### What the task asks
Every entry must be given again exactly.
—————
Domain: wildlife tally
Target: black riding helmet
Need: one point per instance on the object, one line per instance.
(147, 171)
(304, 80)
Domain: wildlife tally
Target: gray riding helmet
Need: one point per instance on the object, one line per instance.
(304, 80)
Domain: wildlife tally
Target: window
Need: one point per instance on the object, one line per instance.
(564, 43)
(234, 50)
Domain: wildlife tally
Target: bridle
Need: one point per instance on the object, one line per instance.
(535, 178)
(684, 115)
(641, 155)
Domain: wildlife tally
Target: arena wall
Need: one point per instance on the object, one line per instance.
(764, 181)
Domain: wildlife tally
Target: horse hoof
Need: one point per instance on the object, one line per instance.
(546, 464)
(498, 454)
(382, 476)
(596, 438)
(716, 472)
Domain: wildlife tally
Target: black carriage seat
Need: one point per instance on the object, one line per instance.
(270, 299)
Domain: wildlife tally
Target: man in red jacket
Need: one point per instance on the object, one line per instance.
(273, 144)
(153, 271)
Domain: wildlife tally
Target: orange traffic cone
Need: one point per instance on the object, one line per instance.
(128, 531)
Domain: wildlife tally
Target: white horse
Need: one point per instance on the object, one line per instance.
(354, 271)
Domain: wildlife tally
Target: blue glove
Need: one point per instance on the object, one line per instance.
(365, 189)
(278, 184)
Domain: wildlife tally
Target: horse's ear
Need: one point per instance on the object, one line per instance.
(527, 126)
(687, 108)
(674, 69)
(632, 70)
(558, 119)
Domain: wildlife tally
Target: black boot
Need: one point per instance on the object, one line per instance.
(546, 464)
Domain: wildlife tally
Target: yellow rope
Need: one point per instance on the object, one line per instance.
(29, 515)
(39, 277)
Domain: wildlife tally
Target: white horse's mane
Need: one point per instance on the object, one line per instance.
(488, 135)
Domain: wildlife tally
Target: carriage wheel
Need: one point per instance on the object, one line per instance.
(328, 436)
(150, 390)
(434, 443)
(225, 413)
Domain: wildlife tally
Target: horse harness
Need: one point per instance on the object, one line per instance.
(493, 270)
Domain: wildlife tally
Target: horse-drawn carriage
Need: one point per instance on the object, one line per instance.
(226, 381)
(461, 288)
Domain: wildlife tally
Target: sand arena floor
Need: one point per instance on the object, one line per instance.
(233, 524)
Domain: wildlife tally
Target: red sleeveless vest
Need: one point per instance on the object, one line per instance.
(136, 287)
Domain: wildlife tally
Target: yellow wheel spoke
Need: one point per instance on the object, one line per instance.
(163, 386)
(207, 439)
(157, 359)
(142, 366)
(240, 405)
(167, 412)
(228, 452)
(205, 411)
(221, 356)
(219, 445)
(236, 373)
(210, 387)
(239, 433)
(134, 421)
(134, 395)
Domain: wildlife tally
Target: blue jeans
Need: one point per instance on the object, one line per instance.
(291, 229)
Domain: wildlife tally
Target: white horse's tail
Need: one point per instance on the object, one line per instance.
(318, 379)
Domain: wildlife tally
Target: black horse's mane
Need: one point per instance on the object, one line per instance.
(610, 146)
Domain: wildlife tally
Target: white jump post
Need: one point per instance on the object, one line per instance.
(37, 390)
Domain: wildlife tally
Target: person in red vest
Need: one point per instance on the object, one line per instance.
—————
### Solution for this problem
Domain: wildlife tally
Target: black riding helmet
Need: one point per instance on the object, one line per instance.
(147, 171)
(304, 80)
Domain: wildlife tally
Target: gray riding helmet
Need: one point per instance on the object, one line per instance.
(304, 80)
Domain: wildlife tally
Target: window
Need: one point per instance on the object, one line per instance.
(564, 43)
(234, 50)
Domain: wildlife tally
Target: bridle
Need: one point per instance on the object, one line per instance.
(535, 178)
(684, 115)
(641, 155)
Domain: wildlife tally
Target: arena wall
Need: one point per instance on the object, one line per instance.
(764, 181)
Domain: wildlife tally
Target: horse hoof
Need: one point per instance on the object, one line per instance.
(546, 464)
(498, 454)
(382, 476)
(596, 438)
(716, 472)
Domain: wildlife tally
Target: black carriage seat
Need: one point per instance on the object, one line per instance.
(270, 299)
Domain: wildlife tally
Target: man in red jacket
Need: one point per instance on the object, one line per instance.
(273, 144)
(153, 271)
Domain: wildlife tally
Target: orange traffic cone
Need: one point per instance on the object, one line per instance.
(128, 531)
Domain: wildlife tally
Target: white horse
Need: one point per instance on the object, one line per instance.
(354, 271)
Domain: wildlife tally
Target: blue glove
Need: one point per instance on the object, one line per instance.
(365, 189)
(278, 184)
Domain: wildlife tally
Target: horse's ear
Need: one point per instance on the object, one line per instance.
(527, 126)
(687, 108)
(674, 69)
(632, 70)
(558, 119)
Domain: wildlife tally
Target: black boot
Need: one point per instance on the object, one line per instance.
(546, 464)
Domain: wildlife tally
Target: yellow rope
Need: one point per instance on the object, one line per instance.
(29, 515)
(39, 277)
Domain: wildlife tally
Target: white horse's mane
Need: one point per instance on the object, one line per instance.
(488, 135)
Domain: wildlife tally
Target: carriage wheel
Need: one point per instance on the object, one line per instance.
(328, 436)
(150, 390)
(434, 443)
(225, 413)
Domain: wildlife tally
Target: horse harness
Need: one point per instance on the object, one line per instance.
(493, 270)
Domain: wildlife tally
Target: horse-drawn carriage
Need: one point per instance on the object, one line per instance.
(226, 381)
(461, 288)
Domain: wildlife tally
Target: sand arena floor
Need: one point per instance on the object, one line per instance.
(233, 524)
Domain: wildlife tally
Target: red sleeveless vest
Need: one point per instance on the object, one line per instance.
(136, 287)
Domain: wildlife tally
Target: yellow wheel spoke
Need: one point per instance on the object, one line per instance.
(163, 386)
(207, 439)
(157, 359)
(142, 366)
(240, 405)
(167, 412)
(228, 452)
(205, 411)
(221, 356)
(219, 445)
(236, 373)
(210, 387)
(239, 433)
(134, 421)
(134, 395)
Domain: wildlife tally
Target: blue jeans
Need: one point per instance on the object, one line per instance.
(291, 229)
Domain: wildlife tally
Target: white horse's tail
Need: one point per instance on the object, one line per instance.
(318, 379)
Domain: wildlife tally
Target: black horse's mane
Need: one point per instance on the object, one line per instance.
(610, 146)
Domain: wildlife tally
Target: white jump post
Need: one point per instance on the object, one line per instance.
(37, 390)
Domain: wildlife tally
Target: person in red vest
Need: one point per instance on the object, one line per instance.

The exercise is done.